*** Source extract ***

I THINK THIS IS AN IMPORTANT MESSAGE AS WE TRY TO TACKLE THOSE PROBLEMS THAT ARE COMMON TO ALL REGIONS AND ARE HOLDING BACK THE TRUE POTENTIAL OF ORGAN TRANSPLANTATION.
Although these two meetings were quite diverse in nature there was a common thread running through both of them and that was the realization that difficult issues can only be overcome by co-operation. What we can do together far outweighs the collective efforts we make when acting alone. I think this is an important message as we try to tackle those problems that are common to all regions and are holding back the true potential of organ transplantation. These issues include ways to improve organ donation by removing disincentives, improving long term graft survival, reinvigorating R & D in transplant immunosuppression and developing new trial designs that will bring to transplantation the incredible potential of individualized medicine. Success in these areas will only be achieved through co-operation, not only between centres but between regions and internationally. TTS hopes to be at the forefront of these initiatives and we look forward to working together to solve these challenging problems.
Recently on the TTS website, you would have seen that four TTS members, representing the Declaration of Istanbul Custodian Group, had an opportunity to meet with His Holiness Pope Francis to discuss our common concerns about organ trafficking and commercialization. It was pleasing to see that this important international and moral issue could be brought to the attention of a person of such influence. TTS wishes to acknowledge the outstanding work of Francis Delmonico and Ignazio Marino (Mayor of Rome) in organizing this meeting and bringing to the forefront this important issue. Hopefully this will bring further pressure to curb this world-wide problem and be a stimulus to a co-ordinated effort to prevent its further dissemination.

*** End of Source extract ***

**What to work on**
Copy out the whole transplant society message above word for word.

*** Excerpted records ***

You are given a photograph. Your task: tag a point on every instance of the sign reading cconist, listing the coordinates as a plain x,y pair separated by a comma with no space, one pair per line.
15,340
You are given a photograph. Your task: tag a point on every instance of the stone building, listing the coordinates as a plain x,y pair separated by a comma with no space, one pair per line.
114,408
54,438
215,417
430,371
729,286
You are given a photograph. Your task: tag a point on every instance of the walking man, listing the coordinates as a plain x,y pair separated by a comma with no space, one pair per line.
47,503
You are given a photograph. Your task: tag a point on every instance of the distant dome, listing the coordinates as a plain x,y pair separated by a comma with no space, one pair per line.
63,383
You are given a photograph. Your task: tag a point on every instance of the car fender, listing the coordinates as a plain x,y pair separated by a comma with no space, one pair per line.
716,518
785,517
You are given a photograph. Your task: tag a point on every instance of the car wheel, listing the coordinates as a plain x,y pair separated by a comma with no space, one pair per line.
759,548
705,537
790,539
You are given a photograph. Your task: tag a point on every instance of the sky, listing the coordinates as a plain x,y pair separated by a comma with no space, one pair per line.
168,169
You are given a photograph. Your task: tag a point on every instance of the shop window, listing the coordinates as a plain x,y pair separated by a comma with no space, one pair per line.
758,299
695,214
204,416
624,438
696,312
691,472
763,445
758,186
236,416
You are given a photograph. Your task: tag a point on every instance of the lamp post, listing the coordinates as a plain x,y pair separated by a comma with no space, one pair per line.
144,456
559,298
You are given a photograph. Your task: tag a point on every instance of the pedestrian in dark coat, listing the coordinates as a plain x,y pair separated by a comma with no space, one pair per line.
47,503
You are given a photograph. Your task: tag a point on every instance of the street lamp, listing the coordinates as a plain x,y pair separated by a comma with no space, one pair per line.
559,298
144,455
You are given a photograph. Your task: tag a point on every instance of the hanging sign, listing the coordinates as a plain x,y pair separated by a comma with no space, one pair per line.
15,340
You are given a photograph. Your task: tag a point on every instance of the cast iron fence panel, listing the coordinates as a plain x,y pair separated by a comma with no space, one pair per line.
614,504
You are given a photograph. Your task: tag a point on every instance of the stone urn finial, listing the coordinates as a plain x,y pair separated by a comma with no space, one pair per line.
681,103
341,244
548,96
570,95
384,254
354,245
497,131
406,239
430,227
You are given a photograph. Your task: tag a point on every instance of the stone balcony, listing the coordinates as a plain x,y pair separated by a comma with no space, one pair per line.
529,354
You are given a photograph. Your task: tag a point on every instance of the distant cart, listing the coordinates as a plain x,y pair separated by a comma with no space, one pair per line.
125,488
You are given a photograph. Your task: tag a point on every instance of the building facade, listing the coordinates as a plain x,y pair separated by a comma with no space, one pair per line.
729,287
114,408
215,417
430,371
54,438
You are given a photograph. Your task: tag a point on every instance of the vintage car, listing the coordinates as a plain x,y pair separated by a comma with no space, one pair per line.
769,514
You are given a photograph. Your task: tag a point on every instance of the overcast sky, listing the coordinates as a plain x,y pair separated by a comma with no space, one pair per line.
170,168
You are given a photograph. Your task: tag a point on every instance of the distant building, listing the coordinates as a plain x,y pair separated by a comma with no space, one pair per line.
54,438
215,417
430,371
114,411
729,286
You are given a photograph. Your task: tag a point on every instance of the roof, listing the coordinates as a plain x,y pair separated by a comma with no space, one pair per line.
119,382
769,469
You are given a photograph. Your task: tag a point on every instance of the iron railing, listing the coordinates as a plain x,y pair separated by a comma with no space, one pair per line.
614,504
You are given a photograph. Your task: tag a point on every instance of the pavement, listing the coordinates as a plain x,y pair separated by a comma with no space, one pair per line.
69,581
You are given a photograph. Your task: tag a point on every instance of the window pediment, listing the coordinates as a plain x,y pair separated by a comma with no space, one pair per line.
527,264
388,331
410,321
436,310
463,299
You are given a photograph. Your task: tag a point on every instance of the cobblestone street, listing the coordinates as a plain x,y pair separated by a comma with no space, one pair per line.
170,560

*** End of Excerpted records ***

**Result for this exercise**
I THINK THIS IS AN IMPORTANT MESSAGE AS WE TRY TO TACKLE THOSE PROBLEMS THAT ARE COMMON TO ALL REGIONS AND ARE HOLDING BACK THE TRUE POTENTIAL OF ORGAN TRANSPLANTATION.
Although these two meetings were quite diverse in nature there was a common thread running through both of them and that was the realization that difficult issues can only be overcome by co-operation. What we can do together far outweighs the collective efforts we make when acting alone. I think this is an important message as we try to tackle those problems that are common to all regions and are holding back the true potential of organ transplantation. These issues include ways to improve organ donation by removing disincentives, improving long term graft survival, reinvigorating R & D in transplant immunosuppression and developing new trial designs that will bring to transplantation the incredible potential of individualized medicine. Success in these areas will only be achieved through co-operation, not only between centres but between regions and internationally. TTS hopes to be at the forefront of these initiatives and we look forward to working together to solve these challenging problems.
Recently on the TTS website, you would have seen that four TTS members, representing the Declaration of Istanbul Custodian Group, had an opportunity to meet with His Holiness Pope Francis to discuss our common concerns about organ trafficking and commercialization. It was pleasing to see that this important international and moral issue could be brought to the attention of a person of such influence. TTS wishes to acknowledge the outstanding work of Francis Delmonico and Ignazio Marino (Mayor of Rome) in organizing this meeting and bringing to the forefront this important issue. Hopefully this will bring further pressure to curb this world-wide problem and be a stimulus to a co-ordinated effort to prevent its further dissemination.